> Extract to read
********
As shown in FIG. 36A, the external connecting terminals 32 (terminal connected to the electrode pads of the LSI chip 30) are formed at a certain interval on the main surface 20 of the interposer 120A along a periphery thereof. The external connecting terminals 32 are provided in response to the LSI chip 30. The electrode pads 31 An arranged on the mounting surface of the LSI chip 30 along a periphery thereof (peripheral alignment). The external connecting terminals 32 are placed in manner similar to the placement of the electrode pads 31 (peripheral alignment).

The LSI chip 30 is mounted on the one main surface 20 of the interposer 120A as shown in FIG. 36B. Further, the LSI chip 30 is face-down mounted to the external connecting terminals 32 by means of the flip-chip method via metal bumps 33 formed on the electrode pads 31.

As shown in FIG. 36C, the external connecting terminals 34 are two-dimensionally arranged on the other main surface 21 of the interposer 120A in an array shape, and thereby the interposer 120A has such a CSP structure that the external connecting terminals 34 are arranged in the area-array shape. In order to facilitate the connection when the interposer 120A is mounted on the print wiring board, solder balls 35 are formed on the external connecting terminals 34.

The external connecting terminals 32 arranged on the main surface 20 of the interposer 120A along the periphery thereof are connected to the external connecting terminals 32 arranged on the other main surface 21 of the interposer 120A in the area-array shape. The terminal alignment conversion structure at the time is described referring to FIG. 37.
********
> Listed entries
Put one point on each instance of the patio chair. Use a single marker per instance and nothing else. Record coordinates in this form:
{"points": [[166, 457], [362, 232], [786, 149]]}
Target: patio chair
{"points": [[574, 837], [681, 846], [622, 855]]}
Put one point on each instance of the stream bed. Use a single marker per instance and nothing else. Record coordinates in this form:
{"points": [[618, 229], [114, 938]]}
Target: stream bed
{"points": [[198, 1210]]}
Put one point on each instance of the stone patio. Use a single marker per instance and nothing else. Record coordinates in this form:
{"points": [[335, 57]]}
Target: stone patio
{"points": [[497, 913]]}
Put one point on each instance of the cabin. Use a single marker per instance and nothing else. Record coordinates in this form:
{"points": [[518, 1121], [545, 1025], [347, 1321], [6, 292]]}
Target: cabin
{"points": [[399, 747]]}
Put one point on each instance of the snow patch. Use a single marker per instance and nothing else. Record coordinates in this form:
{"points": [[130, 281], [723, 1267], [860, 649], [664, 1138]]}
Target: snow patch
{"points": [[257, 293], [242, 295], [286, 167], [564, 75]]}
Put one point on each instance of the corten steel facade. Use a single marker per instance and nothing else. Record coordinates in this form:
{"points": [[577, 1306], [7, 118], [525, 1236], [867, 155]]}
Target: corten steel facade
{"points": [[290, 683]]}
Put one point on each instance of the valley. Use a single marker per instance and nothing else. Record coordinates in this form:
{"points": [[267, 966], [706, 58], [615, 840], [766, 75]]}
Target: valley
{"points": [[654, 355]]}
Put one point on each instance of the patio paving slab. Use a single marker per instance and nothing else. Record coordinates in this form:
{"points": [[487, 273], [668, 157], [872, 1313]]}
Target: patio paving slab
********
> Your task
Retype the passage on the interposer from "The LSI chip 30 is mounted" to "electrode pads 31.". The items have no connection to the passage on the interposer.

> The completed task
The LSI chip 30 is mounted on the one main surface 20 of the interposer 120A as shown in FIG. 36B. Further, the LSI chip 30 is face-down mounted to the external connecting terminals 32 by means of the flip-chip method via metal bumps 33 formed on the electrode pads 31.